* DATASET ENTRIES *
[Begin]

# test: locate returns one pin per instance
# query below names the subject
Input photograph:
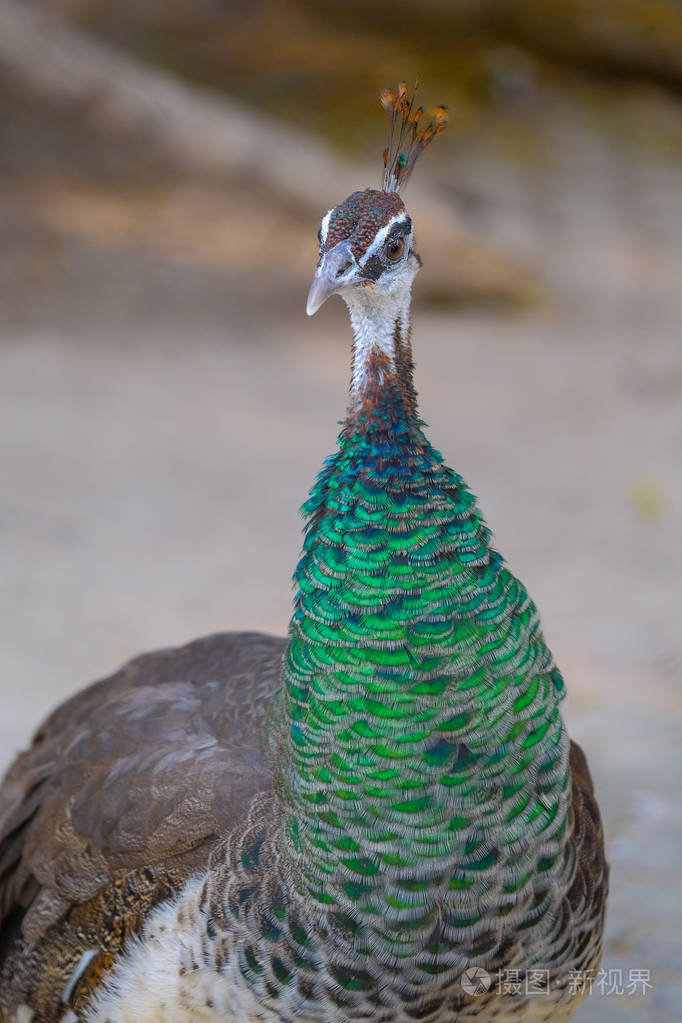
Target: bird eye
(395, 249)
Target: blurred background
(165, 403)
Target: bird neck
(381, 347)
(424, 750)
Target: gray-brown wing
(145, 767)
(587, 897)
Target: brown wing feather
(125, 789)
(587, 896)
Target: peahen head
(367, 251)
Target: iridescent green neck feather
(425, 780)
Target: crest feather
(409, 134)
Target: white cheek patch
(381, 236)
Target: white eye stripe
(381, 236)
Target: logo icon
(475, 980)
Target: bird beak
(334, 272)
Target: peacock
(378, 818)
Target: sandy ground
(162, 418)
(150, 487)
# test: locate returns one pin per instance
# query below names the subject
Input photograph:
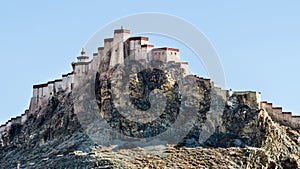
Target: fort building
(114, 51)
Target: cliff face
(244, 137)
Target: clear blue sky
(258, 42)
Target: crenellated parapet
(122, 46)
(280, 116)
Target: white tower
(81, 67)
(117, 53)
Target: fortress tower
(82, 66)
(119, 48)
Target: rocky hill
(244, 136)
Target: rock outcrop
(244, 136)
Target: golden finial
(82, 51)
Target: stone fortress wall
(113, 52)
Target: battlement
(280, 116)
(113, 52)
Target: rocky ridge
(244, 137)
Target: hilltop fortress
(113, 52)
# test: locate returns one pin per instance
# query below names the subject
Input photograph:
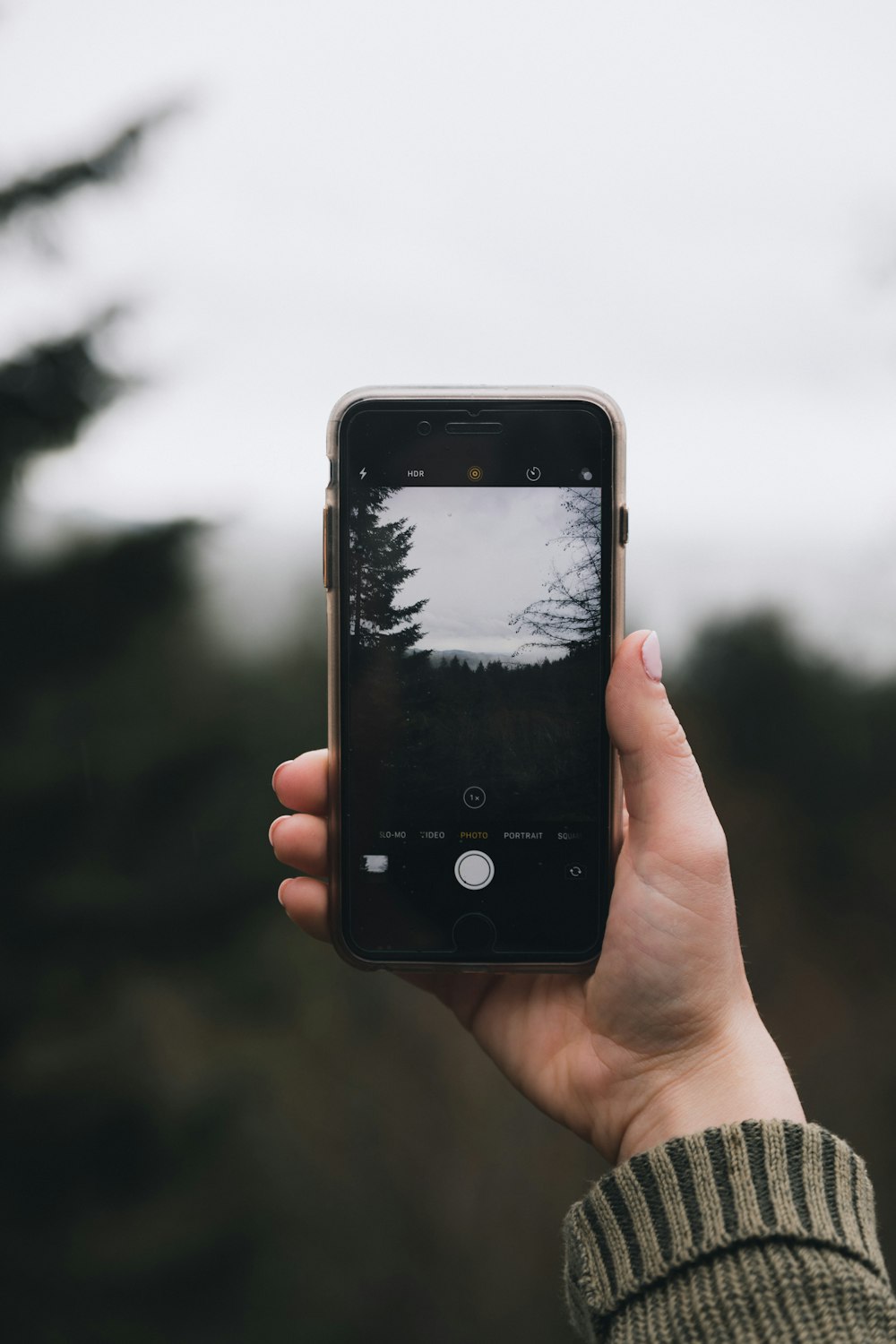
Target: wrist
(742, 1075)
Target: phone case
(332, 551)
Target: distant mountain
(474, 659)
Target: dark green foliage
(47, 397)
(58, 183)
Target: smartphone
(473, 561)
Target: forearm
(750, 1233)
(743, 1075)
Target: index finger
(301, 784)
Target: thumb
(670, 817)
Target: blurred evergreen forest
(210, 1128)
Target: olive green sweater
(754, 1231)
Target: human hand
(662, 1038)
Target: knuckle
(673, 738)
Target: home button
(474, 933)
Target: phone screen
(474, 633)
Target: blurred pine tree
(124, 765)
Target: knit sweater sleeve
(761, 1231)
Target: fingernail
(274, 823)
(651, 658)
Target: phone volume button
(327, 513)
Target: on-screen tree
(570, 616)
(378, 569)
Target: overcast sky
(691, 206)
(481, 556)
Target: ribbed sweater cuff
(694, 1196)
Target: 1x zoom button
(473, 870)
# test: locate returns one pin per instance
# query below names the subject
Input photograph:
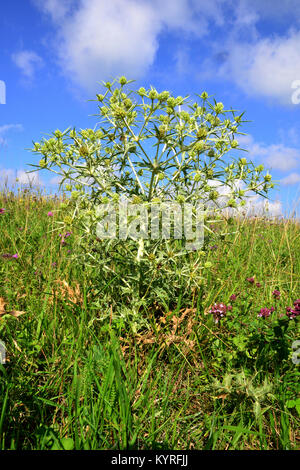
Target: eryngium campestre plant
(150, 147)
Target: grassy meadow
(82, 372)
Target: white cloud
(28, 62)
(293, 178)
(267, 67)
(97, 39)
(275, 156)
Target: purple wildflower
(276, 294)
(265, 312)
(219, 311)
(293, 312)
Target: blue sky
(246, 53)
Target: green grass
(84, 372)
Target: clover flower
(265, 312)
(293, 312)
(219, 311)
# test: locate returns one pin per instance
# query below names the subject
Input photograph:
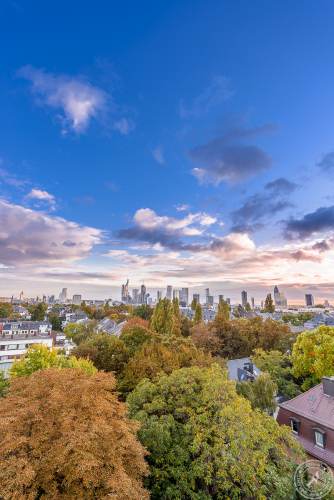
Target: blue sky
(186, 143)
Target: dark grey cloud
(327, 162)
(229, 158)
(260, 206)
(318, 221)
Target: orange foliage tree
(64, 434)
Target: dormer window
(320, 438)
(295, 425)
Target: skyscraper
(184, 296)
(135, 295)
(125, 292)
(143, 294)
(244, 298)
(196, 298)
(76, 300)
(63, 295)
(309, 300)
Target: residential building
(244, 298)
(76, 300)
(310, 416)
(17, 336)
(169, 292)
(309, 300)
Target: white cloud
(158, 155)
(78, 100)
(124, 126)
(29, 237)
(44, 196)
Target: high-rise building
(63, 295)
(184, 297)
(309, 300)
(169, 292)
(143, 294)
(77, 299)
(125, 292)
(196, 298)
(244, 298)
(135, 296)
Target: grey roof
(234, 365)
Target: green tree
(38, 311)
(162, 355)
(4, 385)
(6, 310)
(205, 442)
(163, 319)
(55, 321)
(261, 392)
(269, 304)
(279, 366)
(313, 355)
(39, 357)
(143, 311)
(198, 314)
(80, 332)
(223, 313)
(64, 434)
(105, 351)
(134, 334)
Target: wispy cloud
(77, 101)
(29, 237)
(42, 196)
(158, 155)
(228, 158)
(218, 91)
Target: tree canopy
(205, 441)
(39, 357)
(64, 434)
(313, 355)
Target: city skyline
(167, 148)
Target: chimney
(328, 386)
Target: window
(295, 425)
(319, 437)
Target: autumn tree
(106, 352)
(6, 310)
(261, 392)
(279, 366)
(162, 355)
(68, 437)
(39, 357)
(135, 333)
(269, 304)
(205, 442)
(80, 332)
(143, 311)
(313, 355)
(166, 318)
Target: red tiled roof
(314, 405)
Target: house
(311, 418)
(242, 370)
(16, 337)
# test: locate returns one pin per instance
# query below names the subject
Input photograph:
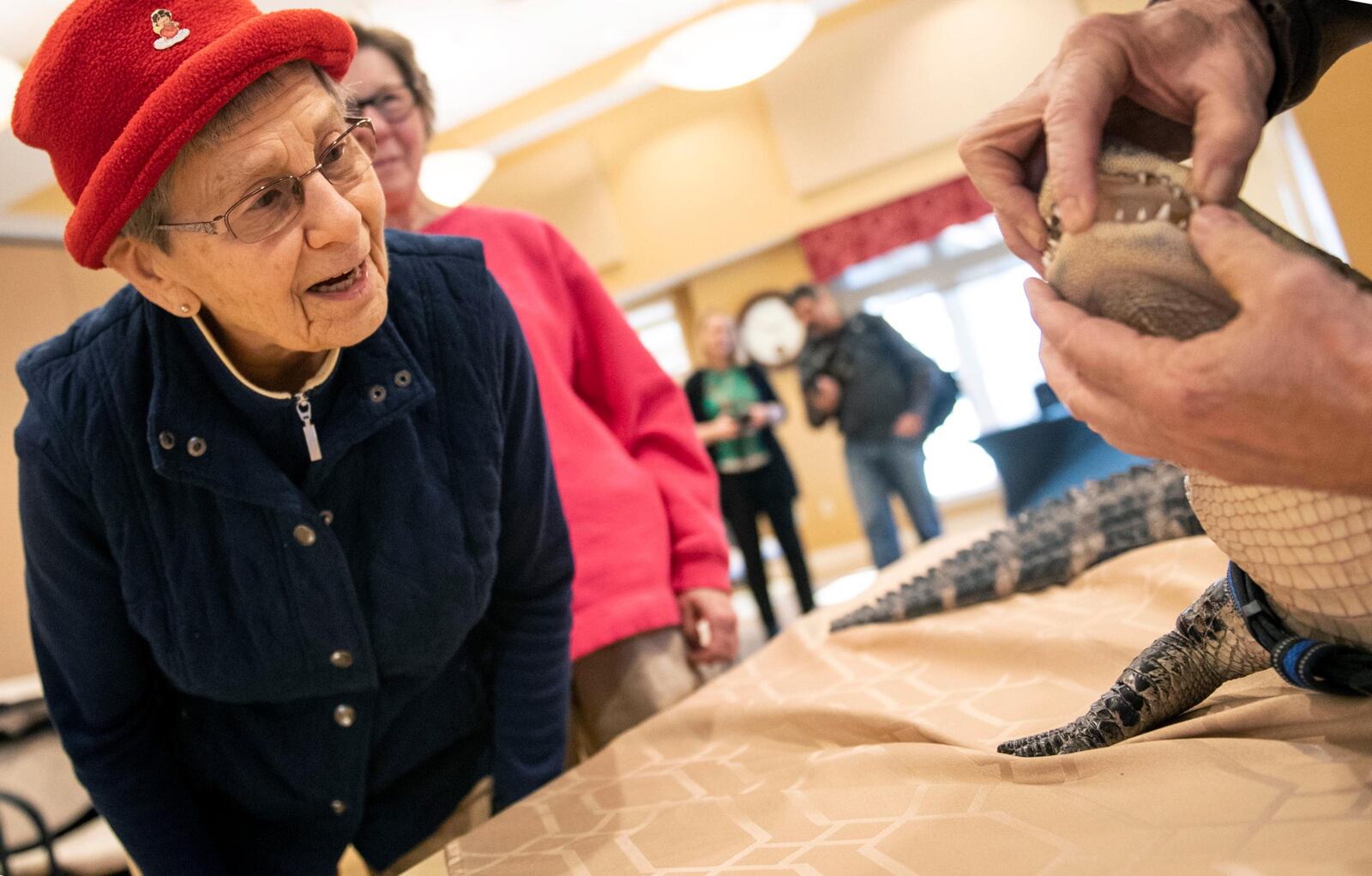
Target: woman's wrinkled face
(400, 146)
(718, 336)
(280, 295)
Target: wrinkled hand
(823, 395)
(1279, 396)
(907, 426)
(1202, 65)
(718, 611)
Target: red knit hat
(117, 88)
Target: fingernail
(1220, 184)
(1213, 219)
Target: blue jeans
(876, 470)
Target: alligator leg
(1209, 647)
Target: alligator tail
(1047, 544)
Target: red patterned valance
(832, 249)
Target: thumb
(1239, 256)
(1227, 134)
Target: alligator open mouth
(1136, 264)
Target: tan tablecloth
(873, 752)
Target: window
(960, 299)
(660, 329)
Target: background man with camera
(888, 397)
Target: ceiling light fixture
(733, 47)
(453, 176)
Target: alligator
(1298, 592)
(1049, 544)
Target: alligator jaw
(1135, 264)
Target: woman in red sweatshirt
(651, 595)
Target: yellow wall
(45, 293)
(1337, 123)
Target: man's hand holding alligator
(1205, 65)
(1194, 402)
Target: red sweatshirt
(638, 491)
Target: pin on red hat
(113, 100)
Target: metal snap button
(345, 714)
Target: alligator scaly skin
(1310, 553)
(1049, 544)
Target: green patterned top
(731, 391)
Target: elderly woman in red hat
(651, 596)
(297, 565)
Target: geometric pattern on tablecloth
(873, 752)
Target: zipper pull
(312, 437)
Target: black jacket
(250, 674)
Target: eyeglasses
(394, 105)
(271, 208)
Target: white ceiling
(479, 54)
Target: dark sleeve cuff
(1296, 43)
(1307, 38)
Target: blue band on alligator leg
(1303, 662)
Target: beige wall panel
(564, 185)
(905, 79)
(45, 293)
(1337, 124)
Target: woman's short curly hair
(401, 51)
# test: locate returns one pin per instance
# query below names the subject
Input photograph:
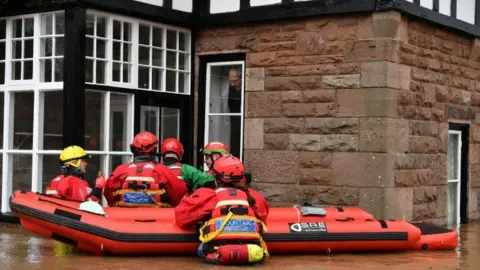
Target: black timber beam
(74, 77)
(287, 11)
(143, 11)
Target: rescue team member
(232, 217)
(212, 151)
(144, 182)
(70, 185)
(172, 152)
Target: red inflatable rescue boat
(290, 230)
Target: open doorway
(457, 182)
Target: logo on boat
(308, 227)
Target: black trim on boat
(193, 238)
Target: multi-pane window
(22, 48)
(122, 51)
(139, 54)
(96, 49)
(150, 57)
(51, 47)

[End]

Please write out every one of the records above word for word, leaving out the pictures.

# test: locate returns one pin per instance
# query below names the subject
Input photograph:
Target: bird eye
(395, 249)
Target: blurred background
(165, 403)
Target: bird neck
(381, 347)
(424, 750)
Target: gray-brown wing
(145, 767)
(587, 897)
Target: brown wing feather
(125, 789)
(587, 896)
Target: peahen head
(367, 251)
Target: iridescent green neck feather
(425, 780)
Target: crest feather
(409, 134)
Target: white cheek patch
(381, 236)
Target: white eye stripe
(381, 236)
Target: logo icon
(475, 980)
Target: bird beak
(334, 272)
Target: peacock
(378, 818)
Target: sandy ground
(162, 418)
(150, 487)
# test: locate returns one pin per instance
# query below names the subject
Input photograph:
Target: fort building
(114, 51)
Target: cliff face
(244, 137)
Target: clear blue sky
(258, 42)
Target: crenellated parapet
(122, 46)
(280, 116)
Target: white tower
(81, 67)
(117, 53)
Target: fortress tower
(82, 66)
(119, 48)
Target: rocky hill
(244, 136)
Target: rock outcrop
(244, 136)
Target: golden finial
(82, 51)
Target: stone fortress wall
(113, 52)
Target: battlement
(280, 116)
(113, 52)
Target: rocky ridge
(244, 137)
Target: hilltop fortress
(113, 52)
# test: locate returns one pin per instance
# query below names the subject
Input photograph:
Target: wrist
(742, 1075)
Target: phone case
(332, 551)
Target: distant mountain
(474, 659)
Target: dark green foliage
(47, 397)
(58, 183)
Target: smartphone
(473, 561)
Target: forearm
(750, 1233)
(743, 1075)
Target: index finger
(301, 784)
Target: thumb
(670, 817)
Target: blurred evergreen forest
(210, 1128)
Target: olive green sweater
(754, 1231)
Target: human hand
(662, 1038)
Target: knuckle
(673, 738)
Target: home button
(474, 933)
Target: phone screen
(474, 633)
Target: blurred pine tree
(124, 765)
Target: knit sweater sleeve
(761, 1231)
Target: fingernail
(274, 823)
(651, 658)
Target: phone volume button
(327, 513)
Target: on-screen tree
(570, 616)
(378, 569)
Target: overcast sky
(691, 206)
(481, 556)
Target: ribbed sweater cuff
(694, 1196)
Target: 1x zoom button
(473, 870)
# test: locate returns one pin per instance
# query below names the subject
Input photograph:
Target: eryngium campestre plant
(150, 147)
Target: grassy meadow
(82, 372)
Target: white cloud
(28, 62)
(293, 178)
(267, 67)
(97, 39)
(275, 156)
Target: purple wildflower
(276, 294)
(265, 312)
(219, 311)
(293, 312)
Target: blue sky
(246, 53)
Target: green grass
(84, 372)
Target: clover flower
(265, 312)
(293, 312)
(219, 311)
# test: locate returns one pin per instance
# query below names the subject
Input photograph:
Target: blue sky
(186, 143)
Target: dark grey cloud
(327, 162)
(229, 158)
(260, 206)
(318, 221)
Target: orange foliage tree
(64, 434)
Target: dormer window
(320, 438)
(295, 425)
Target: skyscraper
(184, 296)
(135, 295)
(125, 292)
(143, 294)
(244, 298)
(196, 298)
(76, 300)
(63, 295)
(309, 300)
Target: residential building
(244, 298)
(76, 300)
(310, 416)
(17, 336)
(169, 292)
(309, 300)
Target: white cloud
(158, 155)
(78, 100)
(124, 126)
(29, 237)
(44, 196)
Target: high-rise building
(63, 295)
(184, 297)
(309, 300)
(169, 292)
(143, 294)
(77, 299)
(125, 292)
(196, 298)
(244, 298)
(135, 296)
Target: grey roof
(234, 365)
Target: green tree
(38, 311)
(162, 355)
(4, 385)
(6, 310)
(205, 442)
(163, 319)
(55, 321)
(261, 392)
(269, 304)
(279, 366)
(313, 355)
(39, 357)
(143, 311)
(198, 314)
(80, 332)
(223, 313)
(64, 434)
(105, 351)
(134, 334)
Target: wispy cloud
(77, 101)
(29, 237)
(42, 196)
(158, 155)
(228, 158)
(218, 91)
Target: tree canopy
(205, 441)
(39, 357)
(64, 434)
(313, 355)
Target: city skyline
(167, 148)
Target: chimney
(328, 386)
Target: window
(295, 425)
(319, 437)
Target: autumn tree
(106, 352)
(6, 310)
(261, 392)
(279, 366)
(162, 355)
(68, 437)
(39, 357)
(135, 333)
(269, 304)
(205, 442)
(80, 332)
(143, 311)
(313, 355)
(166, 318)
Target: red tiled roof
(314, 405)
Target: house
(311, 418)
(242, 370)
(16, 337)
# test: locate returns one pin per instance
# query below names the subject
Input photograph:
Target: woman's wrinkled face
(400, 146)
(718, 336)
(280, 295)
Target: wrinkled hand
(823, 395)
(1279, 396)
(907, 426)
(1202, 65)
(718, 611)
Target: red knit hat
(117, 88)
Target: fingernail
(1220, 184)
(1213, 219)
Target: blue jeans
(876, 470)
Target: alligator leg
(1209, 647)
Target: alligator tail
(1047, 544)
Target: red patterned valance
(832, 249)
Target: thumb
(1239, 256)
(1227, 134)
Target: alligator open mouth
(1136, 264)
Target: tan tablecloth
(873, 752)
Target: window
(960, 299)
(660, 329)
Target: background man with camera
(888, 397)
Target: ceiling light fixture
(733, 47)
(453, 176)
Target: alligator
(1298, 592)
(1049, 544)
Target: alligator jaw
(1135, 264)
Target: woman in red sweatshirt
(651, 595)
Target: yellow wall
(45, 293)
(1337, 123)
Target: man's hand holding alligator
(1205, 65)
(1194, 402)
Target: red sweatshirt
(638, 491)
Target: pin on red hat
(113, 100)
Target: metal snap button
(345, 714)
Target: alligator scaly skin
(1310, 553)
(1049, 544)
Target: green patterned top
(731, 391)
Target: elderly woman in red hat
(651, 596)
(297, 565)
Target: geometric pattern on tablecloth
(873, 752)
Target: zipper pull
(312, 437)
Target: black jacket
(250, 674)
Target: eyeglasses
(394, 105)
(271, 208)
Target: white ceiling
(479, 54)
Target: dark sleeve cuff
(1296, 43)
(1307, 38)
Target: blue band on alligator leg
(1303, 662)
Target: beige wall panel
(564, 185)
(905, 79)
(45, 293)
(1337, 124)
Target: woman's short curly hair
(401, 51)
# test: locate returns one pin per instance
# query below names the subject
Input photograph:
Target: black timber beam
(74, 77)
(287, 11)
(143, 11)
Target: rescue team member
(232, 217)
(212, 151)
(144, 182)
(70, 185)
(172, 152)
Target: red inflatable rescue boat
(290, 230)
Target: open doorway
(457, 182)
Target: logo on boat
(308, 227)
Target: black trim on boat
(193, 238)
Target: multi-pane window
(22, 48)
(122, 51)
(139, 54)
(96, 49)
(150, 57)
(51, 47)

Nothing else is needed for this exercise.